DOCUMENT PASSAGE
Daeryabaar.com | I.T. Crash Course | Part 1

A jump into the boiling water

C++ is the english of Information Technology. C is outdated and C# is ... well ... a botched concept that entirely misunderstands what a modern Programming Language should be like. Its differences to C++ are evidently 'gross' - as the differences between C++ and C are practically neglectable; Aside of the 'additions' that C++ ... 'adds' to it.
In that sense I'll be trying to "teach" you C++; And next to C++ I'll try to deliver you a centric piece of understanding regarding 'Assembler', the bare-bones programming Language of the X86 CPU architecture.

To really get started with programming I suggest you either use Linux and already have GNU C++ (almost) directly available (else get it via the package manager (g++ or gcc respectively (same thing!))) - or you're using Windows (for Mac users, I honestly don't know if GCC is available for Mac!) I suggest you download and install MinGW.
As assembler of choice I'm using NASM, which is simply put: Not GAs - and GAs is to me the single greatest example for where Linux derails from a common standard in a simply put: odd way!

With that out of the way, here's some basic knowledge: 'Programming' (to Code) is first done in a Text-Editor (I recommend Sublime-Text (semi free), Kate (Linux, free) or Notepad++ (Windows, free) (in that order)), and the therein created Files are "passed" to a compiler. These compilers (gcc and nasm) can either produce .obj files or binaries. .obj files are a mid-stage, being half way between source-code (the creates Files) and binary (executable).
Using gcc and nasm we can create .obj files; And finally link them together producing the final executable. For simplicity we'll usually compile binaries/executables while linking object files into that compile progress; Instead of using 'inline assembly' (assembler code embedded into c++ code).

The First basic Coding Structure

The way an application works, is that the Operating System (or the BIOS/Bootloader where the Application IS the Operating System) does at first load it into RAM. The CPU does have so called 'Registers' - the width of these registers depends on the CPU "type". A 16bit CPU has 16bit registers, a 32bit CPU has 32bit registers. This means that a register holds X-bits - and each higher generation extends the lower generations logic by a bit. 16bit registers are 'addressable' as either 16 bit value or two 8 bit values. 32 bit registers are 'addressable' as either 32 bit values, or 16 or 2x8 bit registers.

MATERIAL SUPPLIED
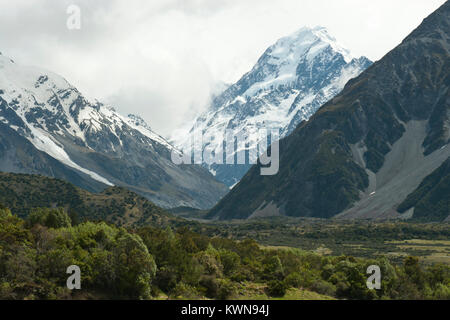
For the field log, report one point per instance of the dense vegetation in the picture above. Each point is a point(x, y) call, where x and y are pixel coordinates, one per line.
point(23, 192)
point(153, 263)
point(432, 198)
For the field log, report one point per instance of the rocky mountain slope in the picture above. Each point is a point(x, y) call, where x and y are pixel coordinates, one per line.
point(48, 127)
point(290, 81)
point(375, 149)
point(23, 192)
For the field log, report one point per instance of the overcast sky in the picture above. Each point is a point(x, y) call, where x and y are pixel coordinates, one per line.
point(162, 58)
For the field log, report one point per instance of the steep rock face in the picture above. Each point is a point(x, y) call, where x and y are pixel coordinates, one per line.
point(367, 149)
point(290, 81)
point(97, 145)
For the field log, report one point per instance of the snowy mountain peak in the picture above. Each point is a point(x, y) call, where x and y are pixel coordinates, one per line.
point(139, 121)
point(288, 84)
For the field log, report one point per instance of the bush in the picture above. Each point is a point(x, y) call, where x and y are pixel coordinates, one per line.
point(226, 289)
point(323, 287)
point(50, 218)
point(276, 288)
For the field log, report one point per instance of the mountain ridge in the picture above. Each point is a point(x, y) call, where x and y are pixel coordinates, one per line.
point(329, 162)
point(93, 140)
point(289, 82)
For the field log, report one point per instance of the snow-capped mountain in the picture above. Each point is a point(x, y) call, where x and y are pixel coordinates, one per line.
point(288, 84)
point(92, 141)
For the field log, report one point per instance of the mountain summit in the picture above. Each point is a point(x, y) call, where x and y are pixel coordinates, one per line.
point(379, 149)
point(290, 81)
point(48, 127)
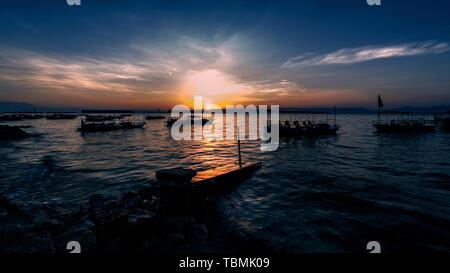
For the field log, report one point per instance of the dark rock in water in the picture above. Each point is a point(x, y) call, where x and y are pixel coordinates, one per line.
point(12, 132)
point(11, 232)
point(81, 234)
point(147, 191)
point(131, 203)
point(120, 217)
point(97, 216)
point(130, 195)
point(54, 226)
point(97, 201)
point(199, 232)
point(38, 242)
point(175, 238)
point(113, 204)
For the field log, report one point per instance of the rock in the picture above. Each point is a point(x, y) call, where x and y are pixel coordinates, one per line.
point(98, 216)
point(120, 217)
point(113, 204)
point(131, 203)
point(63, 214)
point(12, 132)
point(3, 212)
point(38, 242)
point(140, 216)
point(54, 226)
point(81, 234)
point(199, 232)
point(175, 238)
point(97, 201)
point(11, 232)
point(15, 206)
point(147, 192)
point(129, 195)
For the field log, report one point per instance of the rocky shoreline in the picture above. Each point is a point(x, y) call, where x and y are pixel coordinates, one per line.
point(156, 219)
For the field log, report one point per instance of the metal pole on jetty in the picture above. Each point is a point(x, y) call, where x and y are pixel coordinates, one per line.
point(380, 105)
point(239, 147)
point(334, 115)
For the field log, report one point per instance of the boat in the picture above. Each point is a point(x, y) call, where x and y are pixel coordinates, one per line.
point(107, 120)
point(293, 127)
point(62, 116)
point(403, 122)
point(171, 120)
point(210, 181)
point(213, 180)
point(150, 117)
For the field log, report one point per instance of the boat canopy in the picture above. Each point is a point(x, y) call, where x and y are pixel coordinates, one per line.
point(107, 111)
point(302, 112)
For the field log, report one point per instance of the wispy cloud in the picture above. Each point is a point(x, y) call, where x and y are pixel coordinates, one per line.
point(367, 53)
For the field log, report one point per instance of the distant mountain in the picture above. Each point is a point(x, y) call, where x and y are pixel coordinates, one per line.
point(437, 108)
point(345, 110)
point(10, 106)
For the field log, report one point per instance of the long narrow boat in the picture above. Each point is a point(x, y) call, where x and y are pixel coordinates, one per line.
point(209, 181)
point(403, 122)
point(293, 127)
point(107, 120)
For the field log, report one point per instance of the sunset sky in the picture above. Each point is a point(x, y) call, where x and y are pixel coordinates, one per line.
point(155, 54)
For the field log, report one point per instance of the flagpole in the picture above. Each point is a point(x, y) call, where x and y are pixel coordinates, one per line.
point(379, 109)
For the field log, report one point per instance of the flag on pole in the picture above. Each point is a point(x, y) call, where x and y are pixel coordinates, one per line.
point(380, 102)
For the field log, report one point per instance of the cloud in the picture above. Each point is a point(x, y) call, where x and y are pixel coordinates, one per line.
point(367, 53)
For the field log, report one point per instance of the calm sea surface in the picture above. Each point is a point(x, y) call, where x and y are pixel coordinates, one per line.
point(314, 194)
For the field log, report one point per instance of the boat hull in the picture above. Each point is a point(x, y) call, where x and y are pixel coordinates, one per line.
point(398, 128)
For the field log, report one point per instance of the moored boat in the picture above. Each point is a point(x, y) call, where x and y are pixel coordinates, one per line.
point(403, 122)
point(294, 127)
point(107, 120)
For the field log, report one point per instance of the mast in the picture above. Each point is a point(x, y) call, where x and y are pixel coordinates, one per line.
point(334, 115)
point(239, 147)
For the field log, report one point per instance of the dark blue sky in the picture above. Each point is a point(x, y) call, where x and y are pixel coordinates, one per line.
point(159, 53)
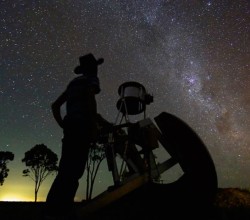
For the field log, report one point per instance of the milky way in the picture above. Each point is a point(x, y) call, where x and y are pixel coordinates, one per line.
point(193, 56)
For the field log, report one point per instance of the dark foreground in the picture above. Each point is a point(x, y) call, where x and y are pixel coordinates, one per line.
point(230, 204)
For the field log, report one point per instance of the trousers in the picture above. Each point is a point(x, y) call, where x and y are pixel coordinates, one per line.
point(74, 155)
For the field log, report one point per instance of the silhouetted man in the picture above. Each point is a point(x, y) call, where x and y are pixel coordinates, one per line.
point(79, 129)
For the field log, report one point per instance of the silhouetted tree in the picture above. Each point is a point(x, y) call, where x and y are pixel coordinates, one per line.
point(41, 162)
point(96, 156)
point(5, 157)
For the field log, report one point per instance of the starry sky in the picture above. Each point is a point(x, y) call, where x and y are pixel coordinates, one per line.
point(193, 56)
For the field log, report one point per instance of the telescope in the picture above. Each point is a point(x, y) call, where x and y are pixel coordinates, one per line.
point(136, 143)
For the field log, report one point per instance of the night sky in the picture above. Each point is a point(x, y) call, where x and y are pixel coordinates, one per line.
point(193, 56)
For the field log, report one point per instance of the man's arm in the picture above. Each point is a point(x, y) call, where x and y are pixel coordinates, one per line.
point(56, 108)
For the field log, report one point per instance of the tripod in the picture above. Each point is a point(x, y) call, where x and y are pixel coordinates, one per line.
point(133, 101)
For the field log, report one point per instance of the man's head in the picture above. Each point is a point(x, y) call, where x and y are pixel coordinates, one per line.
point(88, 65)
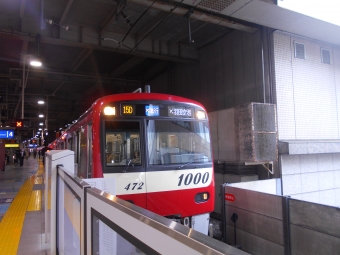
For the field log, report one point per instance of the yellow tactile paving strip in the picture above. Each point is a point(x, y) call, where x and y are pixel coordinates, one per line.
point(12, 222)
point(35, 201)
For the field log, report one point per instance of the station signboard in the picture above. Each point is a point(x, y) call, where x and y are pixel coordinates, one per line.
point(6, 134)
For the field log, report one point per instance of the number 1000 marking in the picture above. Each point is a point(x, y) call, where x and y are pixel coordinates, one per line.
point(190, 177)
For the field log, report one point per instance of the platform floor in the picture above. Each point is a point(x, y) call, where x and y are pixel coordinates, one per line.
point(21, 203)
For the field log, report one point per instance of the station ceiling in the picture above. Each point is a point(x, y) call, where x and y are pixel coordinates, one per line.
point(93, 48)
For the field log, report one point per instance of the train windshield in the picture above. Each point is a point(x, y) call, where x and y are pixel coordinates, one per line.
point(178, 142)
point(122, 143)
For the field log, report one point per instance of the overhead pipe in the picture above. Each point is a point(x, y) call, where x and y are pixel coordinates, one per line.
point(195, 15)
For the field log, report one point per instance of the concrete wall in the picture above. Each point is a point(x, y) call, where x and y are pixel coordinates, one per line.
point(312, 177)
point(270, 224)
point(228, 74)
point(308, 114)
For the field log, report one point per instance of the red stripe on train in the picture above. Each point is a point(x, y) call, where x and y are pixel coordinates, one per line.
point(179, 202)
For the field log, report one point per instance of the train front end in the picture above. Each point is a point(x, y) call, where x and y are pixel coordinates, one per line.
point(159, 150)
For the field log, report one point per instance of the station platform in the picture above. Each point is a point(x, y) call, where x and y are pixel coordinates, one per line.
point(21, 208)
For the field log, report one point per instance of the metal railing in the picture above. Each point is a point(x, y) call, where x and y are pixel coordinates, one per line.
point(87, 220)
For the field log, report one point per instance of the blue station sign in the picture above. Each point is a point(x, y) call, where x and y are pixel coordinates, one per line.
point(6, 134)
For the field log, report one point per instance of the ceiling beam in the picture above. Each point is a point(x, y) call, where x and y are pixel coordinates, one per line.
point(178, 10)
point(127, 66)
point(80, 59)
point(185, 33)
point(65, 12)
point(22, 8)
point(154, 23)
point(111, 18)
point(110, 45)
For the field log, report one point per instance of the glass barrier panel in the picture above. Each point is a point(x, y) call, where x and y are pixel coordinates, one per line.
point(108, 242)
point(68, 237)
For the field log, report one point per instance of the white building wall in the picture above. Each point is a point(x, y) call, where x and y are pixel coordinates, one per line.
point(308, 114)
point(307, 90)
point(312, 177)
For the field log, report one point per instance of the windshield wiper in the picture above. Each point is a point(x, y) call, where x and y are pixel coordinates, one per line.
point(192, 161)
point(127, 165)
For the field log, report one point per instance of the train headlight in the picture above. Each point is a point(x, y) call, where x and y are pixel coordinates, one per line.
point(202, 197)
point(109, 110)
point(200, 115)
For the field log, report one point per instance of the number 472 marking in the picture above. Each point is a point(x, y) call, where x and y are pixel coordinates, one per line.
point(134, 185)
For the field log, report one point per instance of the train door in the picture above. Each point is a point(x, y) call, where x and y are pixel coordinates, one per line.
point(83, 152)
point(123, 150)
point(89, 150)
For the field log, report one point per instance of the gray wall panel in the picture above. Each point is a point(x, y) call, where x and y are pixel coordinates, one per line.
point(228, 76)
point(219, 79)
point(318, 217)
point(253, 244)
point(238, 68)
point(210, 82)
point(306, 241)
point(202, 72)
point(262, 226)
point(266, 204)
point(249, 68)
point(258, 67)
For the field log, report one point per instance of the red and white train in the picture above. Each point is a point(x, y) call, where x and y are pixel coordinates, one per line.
point(157, 146)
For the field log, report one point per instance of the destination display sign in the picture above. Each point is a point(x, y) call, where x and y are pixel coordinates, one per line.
point(128, 109)
point(180, 111)
point(6, 134)
point(152, 110)
point(156, 110)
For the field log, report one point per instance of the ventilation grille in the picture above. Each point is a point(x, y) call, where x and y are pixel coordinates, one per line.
point(215, 5)
point(300, 50)
point(326, 56)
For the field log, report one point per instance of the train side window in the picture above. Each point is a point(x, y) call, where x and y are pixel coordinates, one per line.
point(122, 143)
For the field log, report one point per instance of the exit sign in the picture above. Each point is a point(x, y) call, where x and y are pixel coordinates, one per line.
point(6, 134)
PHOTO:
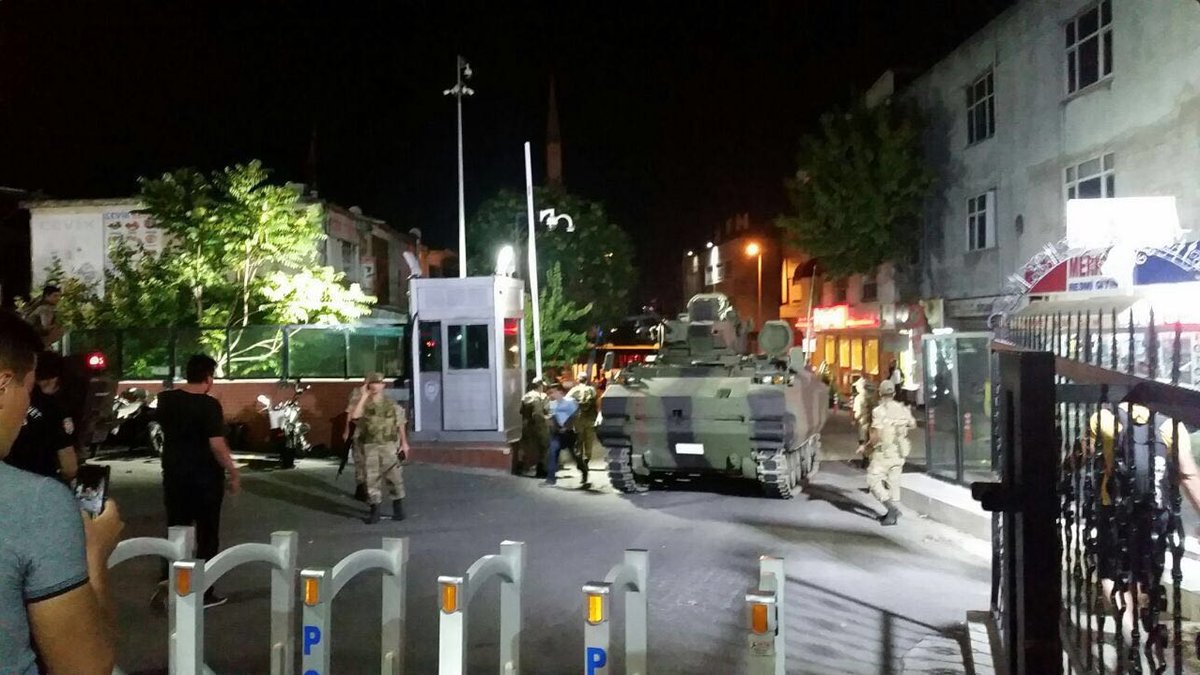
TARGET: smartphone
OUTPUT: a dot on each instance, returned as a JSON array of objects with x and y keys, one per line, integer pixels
[{"x": 91, "y": 488}]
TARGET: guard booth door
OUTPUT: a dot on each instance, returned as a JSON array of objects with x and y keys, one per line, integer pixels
[{"x": 468, "y": 392}]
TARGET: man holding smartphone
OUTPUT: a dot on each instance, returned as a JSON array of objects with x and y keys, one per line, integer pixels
[
  {"x": 53, "y": 561},
  {"x": 195, "y": 461}
]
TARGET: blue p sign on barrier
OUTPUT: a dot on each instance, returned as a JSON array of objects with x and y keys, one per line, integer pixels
[
  {"x": 594, "y": 659},
  {"x": 311, "y": 638}
]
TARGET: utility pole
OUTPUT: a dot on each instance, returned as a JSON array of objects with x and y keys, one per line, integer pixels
[{"x": 462, "y": 73}]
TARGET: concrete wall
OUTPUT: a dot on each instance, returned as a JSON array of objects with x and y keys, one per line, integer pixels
[
  {"x": 323, "y": 406},
  {"x": 1147, "y": 114}
]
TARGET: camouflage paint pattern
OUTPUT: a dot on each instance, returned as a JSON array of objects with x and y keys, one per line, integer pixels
[{"x": 703, "y": 406}]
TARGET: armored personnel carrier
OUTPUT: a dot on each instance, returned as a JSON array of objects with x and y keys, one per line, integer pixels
[{"x": 703, "y": 406}]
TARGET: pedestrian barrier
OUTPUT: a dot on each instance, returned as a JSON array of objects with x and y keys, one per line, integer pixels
[
  {"x": 321, "y": 586},
  {"x": 193, "y": 578},
  {"x": 455, "y": 595},
  {"x": 179, "y": 544},
  {"x": 630, "y": 577},
  {"x": 766, "y": 619}
]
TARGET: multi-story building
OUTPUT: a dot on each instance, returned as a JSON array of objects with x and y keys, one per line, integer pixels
[
  {"x": 77, "y": 234},
  {"x": 1054, "y": 100}
]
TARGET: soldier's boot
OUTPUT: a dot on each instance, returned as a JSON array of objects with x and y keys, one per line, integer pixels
[
  {"x": 373, "y": 517},
  {"x": 892, "y": 515}
]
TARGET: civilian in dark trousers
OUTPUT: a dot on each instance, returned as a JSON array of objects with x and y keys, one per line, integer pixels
[
  {"x": 563, "y": 414},
  {"x": 195, "y": 461}
]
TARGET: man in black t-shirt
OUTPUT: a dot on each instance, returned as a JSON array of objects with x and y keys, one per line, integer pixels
[
  {"x": 45, "y": 444},
  {"x": 195, "y": 460}
]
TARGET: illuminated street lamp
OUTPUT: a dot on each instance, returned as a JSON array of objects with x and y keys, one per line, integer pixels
[
  {"x": 754, "y": 249},
  {"x": 462, "y": 73}
]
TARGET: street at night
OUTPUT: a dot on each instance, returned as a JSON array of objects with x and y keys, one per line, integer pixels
[{"x": 862, "y": 598}]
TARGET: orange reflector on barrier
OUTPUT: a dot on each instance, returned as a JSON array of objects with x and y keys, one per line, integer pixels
[
  {"x": 759, "y": 619},
  {"x": 595, "y": 609},
  {"x": 311, "y": 591},
  {"x": 183, "y": 580},
  {"x": 449, "y": 597}
]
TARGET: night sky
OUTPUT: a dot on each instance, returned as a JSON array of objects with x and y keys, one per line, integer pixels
[{"x": 675, "y": 114}]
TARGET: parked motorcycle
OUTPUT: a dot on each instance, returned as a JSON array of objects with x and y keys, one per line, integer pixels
[
  {"x": 289, "y": 434},
  {"x": 131, "y": 423}
]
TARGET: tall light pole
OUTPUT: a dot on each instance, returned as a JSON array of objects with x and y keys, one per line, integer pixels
[
  {"x": 754, "y": 249},
  {"x": 462, "y": 73}
]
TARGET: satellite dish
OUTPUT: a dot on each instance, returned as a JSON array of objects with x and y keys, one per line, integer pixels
[{"x": 414, "y": 266}]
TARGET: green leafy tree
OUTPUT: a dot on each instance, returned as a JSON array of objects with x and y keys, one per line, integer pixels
[
  {"x": 234, "y": 221},
  {"x": 562, "y": 341},
  {"x": 239, "y": 251},
  {"x": 857, "y": 195},
  {"x": 597, "y": 260}
]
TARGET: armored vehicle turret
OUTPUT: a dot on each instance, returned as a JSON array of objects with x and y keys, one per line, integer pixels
[{"x": 702, "y": 405}]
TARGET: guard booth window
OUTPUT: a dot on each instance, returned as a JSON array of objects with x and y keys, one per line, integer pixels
[
  {"x": 431, "y": 346},
  {"x": 468, "y": 346}
]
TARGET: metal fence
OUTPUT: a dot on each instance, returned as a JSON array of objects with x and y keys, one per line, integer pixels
[
  {"x": 189, "y": 579},
  {"x": 251, "y": 352},
  {"x": 1095, "y": 457}
]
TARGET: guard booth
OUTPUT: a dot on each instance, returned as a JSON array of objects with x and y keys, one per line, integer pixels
[{"x": 469, "y": 359}]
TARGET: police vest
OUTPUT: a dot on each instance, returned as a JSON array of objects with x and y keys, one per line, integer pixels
[{"x": 1151, "y": 459}]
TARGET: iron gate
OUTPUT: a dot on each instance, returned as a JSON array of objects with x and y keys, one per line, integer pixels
[{"x": 1093, "y": 455}]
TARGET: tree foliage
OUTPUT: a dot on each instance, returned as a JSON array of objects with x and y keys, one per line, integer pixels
[
  {"x": 562, "y": 341},
  {"x": 238, "y": 250},
  {"x": 857, "y": 193},
  {"x": 597, "y": 260}
]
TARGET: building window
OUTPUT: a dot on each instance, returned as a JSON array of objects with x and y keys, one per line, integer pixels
[
  {"x": 982, "y": 221},
  {"x": 1092, "y": 179},
  {"x": 1090, "y": 47},
  {"x": 870, "y": 288},
  {"x": 981, "y": 109}
]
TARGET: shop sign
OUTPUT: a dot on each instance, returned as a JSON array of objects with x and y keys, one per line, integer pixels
[
  {"x": 1085, "y": 272},
  {"x": 970, "y": 308},
  {"x": 841, "y": 316}
]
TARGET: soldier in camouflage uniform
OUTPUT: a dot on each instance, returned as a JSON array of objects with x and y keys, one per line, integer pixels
[
  {"x": 534, "y": 429},
  {"x": 861, "y": 410},
  {"x": 586, "y": 423},
  {"x": 891, "y": 423},
  {"x": 381, "y": 425}
]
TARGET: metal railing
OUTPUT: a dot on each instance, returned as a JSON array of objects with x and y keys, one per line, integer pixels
[
  {"x": 1085, "y": 530},
  {"x": 193, "y": 578},
  {"x": 321, "y": 586},
  {"x": 190, "y": 579},
  {"x": 179, "y": 544},
  {"x": 630, "y": 578},
  {"x": 251, "y": 352},
  {"x": 455, "y": 595},
  {"x": 767, "y": 620}
]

SET OF TASKS
**1.** Rewrite the paragraph of the programming crash course beginning "With that out of the way" as a short bulleted list that keeps its main facts.
**2.** Please extract the part of the programming crash course starting at "A jump into" and ending at "X86 CPU architecture.".

WORKED SOLUTIONS
**1.**
- Programming is first done in a text editor; the recommended ones, in order, are Sublime Text (semi-free), Kate (Linux, free) and Notepad++ (Windows, free).
- The files created there are passed to a compiler.
- The compilers (gcc and nasm) can produce either .obj files or binaries.
- .obj files are a mid-stage, halfway between source code and an executable binary.

**2.**
A jump into the boiling water

C++ is the english of Information Technology. C is outdated and C# is ... well ... a botched concept that entirely misunderstands what a modern Programming Language should be like. Its differences to C++ are evidently 'gross' - as the differences between C++ and C are practically neglectable; Aside of the 'additions' that C++ ... 'adds' to it.
In that sense I'll be trying to "teach" you C++; And next to C++ I'll try to deliver you a centric piece of understanding regarding 'Assembler', the bare-bones programming Language of the X86 CPU architecture.